▶ Exercise details
Each time a line of the listing holds "glowing", copy that line.

▶ Records provided

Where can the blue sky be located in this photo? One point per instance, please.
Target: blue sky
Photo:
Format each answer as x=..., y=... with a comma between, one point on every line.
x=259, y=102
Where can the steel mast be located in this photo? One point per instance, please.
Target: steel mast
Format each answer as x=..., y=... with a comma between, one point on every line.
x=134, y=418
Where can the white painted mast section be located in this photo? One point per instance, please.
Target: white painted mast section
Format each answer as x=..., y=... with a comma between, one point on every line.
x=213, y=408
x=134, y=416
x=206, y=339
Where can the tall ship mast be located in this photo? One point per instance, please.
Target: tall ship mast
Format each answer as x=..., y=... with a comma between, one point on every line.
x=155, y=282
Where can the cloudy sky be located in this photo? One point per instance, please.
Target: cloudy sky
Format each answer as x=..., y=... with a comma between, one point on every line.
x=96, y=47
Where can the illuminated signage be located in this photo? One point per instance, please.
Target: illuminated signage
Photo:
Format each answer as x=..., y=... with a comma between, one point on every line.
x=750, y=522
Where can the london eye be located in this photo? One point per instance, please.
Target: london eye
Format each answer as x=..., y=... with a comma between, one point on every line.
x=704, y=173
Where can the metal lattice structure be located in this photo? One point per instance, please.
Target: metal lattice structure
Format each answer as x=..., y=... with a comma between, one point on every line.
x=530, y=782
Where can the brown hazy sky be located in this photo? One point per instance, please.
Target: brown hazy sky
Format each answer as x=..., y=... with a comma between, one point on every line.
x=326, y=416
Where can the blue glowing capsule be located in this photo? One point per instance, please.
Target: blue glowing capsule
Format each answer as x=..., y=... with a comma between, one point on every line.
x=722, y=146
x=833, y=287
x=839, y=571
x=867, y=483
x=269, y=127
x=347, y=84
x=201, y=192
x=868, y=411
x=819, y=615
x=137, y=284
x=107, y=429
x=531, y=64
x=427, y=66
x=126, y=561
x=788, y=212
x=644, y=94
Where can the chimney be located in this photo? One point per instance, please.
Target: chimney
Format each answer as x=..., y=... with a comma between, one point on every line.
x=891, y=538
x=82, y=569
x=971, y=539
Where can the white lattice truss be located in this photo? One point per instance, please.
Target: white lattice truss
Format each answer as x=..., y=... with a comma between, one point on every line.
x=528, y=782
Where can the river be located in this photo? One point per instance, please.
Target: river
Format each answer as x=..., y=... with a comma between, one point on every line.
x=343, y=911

▶ Task output
Where can the blue glowing capsule be located in this photo? One point per instance, please.
Target: blue glowing capsule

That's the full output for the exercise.